* Begin Extracted text *
If you're into this kind of thing, just dig in and give it a shot! Old systems are surprisingly understandable after a few hours' research and fooling around.
There's a community that looks for unused content that remains in games. The main wiki for this community is <http://tcrf.net/ >, which contains a fascinating amount of material. If you don't see your favorite old game on there, why not dissect it and try to find some unused stuff?
I did this for a favorite old game of mine called M.C. Kids. I reverse-engineered the game's level and graphics data formats and managed to create a level dumper for the game. Then, I did the same for a leaked prototype version of the game. I took the dumped images and made a page on TCRF comparing them:
It took a few months on afternoons and weekends. It was very challenging, but I never felt overwhelmed by the details. There's really only so much you can do with three registers and little more than adding and branching instructions. If you're curious to see what a reverse-engineered level dumper looks like, the code is available at <https://gitlab.com/mcmapper/mcmapper/blob/master/main.c >.
>Old systems are surprisingly understandable after a few hours' research and fooling around.
This is why I say old computers never die - their owners do! Old systems have lots of technology to engage the hacker mind.
By the way, my favourite emulator is Oriculator, which emulates the Oric-1/Atmos/Telestrat/Pravetz 8-bit machines that never had much of a chance in the 80's .. just look at this beautiful code, for example, of how to emulate a 6502:
With the revival of emulation of these systems, we're even getting new software written for them - in the modern era, titles are being released for these old machines that we would never have though possible in the 80's. Just look at this beautiful collection for the Oric-1 - all made in the 21st Century - for example:
I wonder why it's possible to get "better" programs for old hardware now.
Is it because the field of CS has advanced further, which means that we can apply modern ideas and algorithms?
Or is it because we can cheat and have a toolchain running on vastly superior hardware, which enables us to use it in ways that would have been too time-consuming to develop back in the day?
I don't think fancy algorithms and data structures are common or particularly useful in retrocomputing. I think it's primarily because programs were written back then under strict time and financial constraints, whereas now retroprograms and homebrew are written as hobbies, with the lack of deadlines and abundance of passion that entails.
I don't know about that - I've been following the Oric scene for a while and my perception is that there are indeed old programmers returning to the systems of their youth with renewed vigour, but also a better understanding for how to organize their project - and sources - in a way that makes more sense. 30 years of optimizing code does tend to turn you into a better developer, and when you return - for no reason other than the pure joy of it - to these old systems, often things are done in unique ways. Twilighte found a new video mode for the Oric-1 which inspired him to write games that were a bit more modern in their sense of quality and playability - I think the machines that came after the Oric inspired him quite a bit.
* End Extracted text *
* Begin Data *
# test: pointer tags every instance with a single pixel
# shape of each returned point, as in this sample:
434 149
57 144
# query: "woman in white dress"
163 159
* End Data *
_Task list:_
(A) From the retrocomputing discussion, echo the passage between "If you're into" and "some unused stuff?", inclusive.
(B) Which machines does the retrocomputing discussion say Oriculator emulates? Name them all.
(C) Turn the paragraph of the retrocomputing discussion that begins "I did this for a favorite old game" into a short bulleted list that keeps its main facts.

_Answer set:_
(A)
If you're into this kind of thing, just dig in and give it a shot! Old systems are surprisingly understandable after a few hours' research and fooling around.
There's a community that looks for unused content that remains in games. The main wiki for this community is <http://tcrf.net/ >, which contains a fascinating amount of material. If you don't see your favorite old game on there, why not dissect it and try to find some unused stuff?

(B)
- Oric-1
- Atmos
- Telestrat
- Pravetz

(C)
- Chose M.C. Kids, a favorite old game.
- Reverse-engineered its level and graphics data formats and created a level dumper.
- Did the same for a leaked prototype version of the game.
- Made a page on TCRF comparing the dumped images.